Read the entries that follow and give each one again precisely.

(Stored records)
---+---

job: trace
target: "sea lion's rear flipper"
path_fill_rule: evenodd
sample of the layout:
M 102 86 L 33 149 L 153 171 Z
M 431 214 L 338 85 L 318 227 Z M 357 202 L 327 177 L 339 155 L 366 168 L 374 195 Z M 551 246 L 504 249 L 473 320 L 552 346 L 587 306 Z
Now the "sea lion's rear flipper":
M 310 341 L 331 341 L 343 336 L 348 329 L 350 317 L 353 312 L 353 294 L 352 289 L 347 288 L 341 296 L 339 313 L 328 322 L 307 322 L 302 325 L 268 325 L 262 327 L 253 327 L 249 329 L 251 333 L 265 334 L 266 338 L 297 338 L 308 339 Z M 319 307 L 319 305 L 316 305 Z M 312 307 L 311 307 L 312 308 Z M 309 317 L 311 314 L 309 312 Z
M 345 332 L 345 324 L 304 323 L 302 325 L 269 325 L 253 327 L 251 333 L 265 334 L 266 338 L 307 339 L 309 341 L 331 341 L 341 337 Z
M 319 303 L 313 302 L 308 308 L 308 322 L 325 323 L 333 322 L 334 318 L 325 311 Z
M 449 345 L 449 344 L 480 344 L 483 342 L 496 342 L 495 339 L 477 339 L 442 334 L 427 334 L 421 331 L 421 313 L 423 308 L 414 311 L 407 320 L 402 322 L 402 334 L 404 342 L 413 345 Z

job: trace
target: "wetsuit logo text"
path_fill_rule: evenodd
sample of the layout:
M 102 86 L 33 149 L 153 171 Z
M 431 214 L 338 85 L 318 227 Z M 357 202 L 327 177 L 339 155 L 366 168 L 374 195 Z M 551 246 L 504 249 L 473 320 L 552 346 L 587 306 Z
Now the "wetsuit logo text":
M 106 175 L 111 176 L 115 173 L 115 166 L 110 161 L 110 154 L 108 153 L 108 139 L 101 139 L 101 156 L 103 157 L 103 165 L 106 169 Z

---+---

> [WRITTEN REPLY]:
job: trace
target: "sea lion's rear flipper"
path_fill_rule: evenodd
sample of the layout:
M 102 86 L 33 149 L 153 171 Z
M 431 214 L 338 85 L 318 227 Z M 357 202 L 327 177 L 339 155 L 366 168 L 374 195 Z M 551 246 L 504 249 L 473 320 L 552 346 L 587 306 Z
Now the "sea lion's rear flipper":
M 310 341 L 331 341 L 343 336 L 348 329 L 350 317 L 353 312 L 353 294 L 352 289 L 347 288 L 341 296 L 339 313 L 328 322 L 307 322 L 302 325 L 268 325 L 262 327 L 253 327 L 249 329 L 251 333 L 265 334 L 266 338 L 297 338 L 308 339 Z M 319 307 L 319 305 L 316 305 Z M 312 307 L 311 307 L 312 308 Z M 309 317 L 311 314 L 309 312 Z
M 345 332 L 345 324 L 304 323 L 302 325 L 269 325 L 253 327 L 251 333 L 265 334 L 266 338 L 307 339 L 309 341 L 331 341 L 341 337 Z
M 319 303 L 313 302 L 308 308 L 308 322 L 325 323 L 333 322 L 334 318 L 325 311 Z
M 449 345 L 449 344 L 480 344 L 483 342 L 496 342 L 495 339 L 477 339 L 442 334 L 427 334 L 421 331 L 421 313 L 423 308 L 414 311 L 407 320 L 402 322 L 402 334 L 404 342 L 413 345 Z

job: trace
target: "wetsuit logo text"
path_fill_rule: evenodd
sample of the layout:
M 102 86 L 33 149 L 153 171 Z
M 431 214 L 338 85 L 318 227 Z M 357 202 L 327 177 L 339 155 L 366 168 L 374 195 Z M 551 246 L 504 249 L 473 320 L 552 346 L 587 306 Z
Now the "wetsuit logo text":
M 106 175 L 111 176 L 115 173 L 115 166 L 110 161 L 110 154 L 108 153 L 108 139 L 101 139 L 101 156 L 103 157 L 103 165 L 106 169 Z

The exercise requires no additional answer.